* _Extracted material_:
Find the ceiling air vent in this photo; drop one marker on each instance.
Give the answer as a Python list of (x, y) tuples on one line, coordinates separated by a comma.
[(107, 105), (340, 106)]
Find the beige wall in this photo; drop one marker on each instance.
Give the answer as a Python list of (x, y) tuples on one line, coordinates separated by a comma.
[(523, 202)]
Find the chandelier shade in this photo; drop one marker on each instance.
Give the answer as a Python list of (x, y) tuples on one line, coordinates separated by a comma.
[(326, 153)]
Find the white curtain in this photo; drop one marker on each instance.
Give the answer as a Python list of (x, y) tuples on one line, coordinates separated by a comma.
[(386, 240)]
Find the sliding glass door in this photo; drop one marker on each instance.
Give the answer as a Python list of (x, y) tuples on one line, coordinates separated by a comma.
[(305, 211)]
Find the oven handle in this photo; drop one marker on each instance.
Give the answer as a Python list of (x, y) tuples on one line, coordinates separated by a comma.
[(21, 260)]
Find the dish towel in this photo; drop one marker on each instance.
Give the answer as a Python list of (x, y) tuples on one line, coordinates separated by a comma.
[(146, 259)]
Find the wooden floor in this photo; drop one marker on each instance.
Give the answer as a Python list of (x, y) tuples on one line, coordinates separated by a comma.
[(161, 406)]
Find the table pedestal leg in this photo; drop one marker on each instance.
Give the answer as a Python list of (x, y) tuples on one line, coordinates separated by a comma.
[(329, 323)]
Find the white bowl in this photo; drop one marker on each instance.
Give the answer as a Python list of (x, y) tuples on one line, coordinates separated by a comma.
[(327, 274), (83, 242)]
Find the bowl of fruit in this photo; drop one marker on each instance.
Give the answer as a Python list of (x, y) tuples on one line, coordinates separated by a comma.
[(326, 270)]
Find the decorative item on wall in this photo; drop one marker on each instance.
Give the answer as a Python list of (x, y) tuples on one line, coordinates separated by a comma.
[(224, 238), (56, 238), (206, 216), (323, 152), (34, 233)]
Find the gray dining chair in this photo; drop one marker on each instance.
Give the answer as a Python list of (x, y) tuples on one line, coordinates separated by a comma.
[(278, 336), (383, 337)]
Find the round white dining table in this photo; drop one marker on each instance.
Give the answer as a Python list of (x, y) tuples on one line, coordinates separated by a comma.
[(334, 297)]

* _Requirements_: Recast the lines above as a Markdown table with two columns, Row and Line, numbering each line in order and leaving out blank lines.

* _Result of the task_:
| Row | Line |
|---|---|
| 1 | Find the ceiling air vent in this photo; drop one marker on each instance. |
| 2 | Give the answer as a Python list of (x, y) tuples on one line, coordinates separated by a comma. |
| 3 | [(107, 105), (340, 106)] |
| 4 | Find the beige wall in this photo; drop one marker on each instance. |
| 5 | Give the answer as a Python list of (x, y) tuples on one line, coordinates separated by a comma. |
| 6 | [(523, 202)] |
| 7 | Find the chandelier shade in this photo; drop one marker on each instance. |
| 8 | Give the answer as a Python list of (x, y) tuples on one line, coordinates separated by a comma. |
| 9 | [(326, 153)] |
| 10 | Find the white curtain in this photo; drop one marker on each instance. |
| 11 | Give the answer as a Python list of (x, y) tuples on one line, coordinates separated by a comma. |
| 12 | [(386, 240)] |
| 13 | Find the sliding glass door in this photo; drop one marker on each instance. |
| 14 | Give the answer as a Python list of (x, y) tuples on one line, coordinates separated by a comma. |
| 15 | [(305, 211)] |
| 16 | Find the oven handle in this photo; drop one marker on each instance. |
| 17 | Give the answer as a Python list of (x, y) tuples on one line, coordinates separated by a comma. |
| 18 | [(21, 260)] |
| 19 | Find the dish towel in this photo; drop one marker on each instance. |
| 20 | Give the answer as a Python list of (x, y) tuples on one line, coordinates separated by a comma. |
| 21 | [(146, 259)] |
| 22 | Find the wooden floor in this photo; drop one marker on each instance. |
| 23 | Give the answer as a Python list of (x, y) tuples on one line, coordinates separated by a comma. |
| 24 | [(161, 406)] |
| 25 | Find the table pedestal leg in this photo; drop one marker on each instance. |
| 26 | Give the answer as a Python list of (x, y) tuples on one line, coordinates separated by a comma. |
| 27 | [(329, 323)] |
| 28 | Find the white bowl in this photo; drop one marker on each instance. |
| 29 | Give the answer as a Python list of (x, y) tuples on one line, coordinates separated by a comma. |
| 30 | [(327, 274), (83, 242)] |
| 31 | Find the bowl of fruit in this photo; drop one marker on each instance. |
| 32 | Give the answer as a Python list of (x, y) tuples on one line, coordinates separated by a comma. |
| 33 | [(326, 270)] |
| 34 | Find the decorative item on wall in this photo; drop one marker on each instance. |
| 35 | Give the answer as a Python list of (x, y) tuples on one line, coordinates separated by a comma. |
| 36 | [(224, 238), (56, 238), (206, 216), (323, 152), (34, 233)] |
| 37 | Find the gray dining chair in this photo; drop one marker on each instance. |
| 38 | Give the answer as a Python list of (x, y) tuples on one line, coordinates separated by a comma. |
| 39 | [(278, 336), (383, 337)] |
| 40 | Find the round white dining table in this photo; drop one marker on each instance. |
| 41 | Give the answer as a Python list of (x, y) tuples on one line, coordinates separated by a comma. |
| 42 | [(334, 297)] |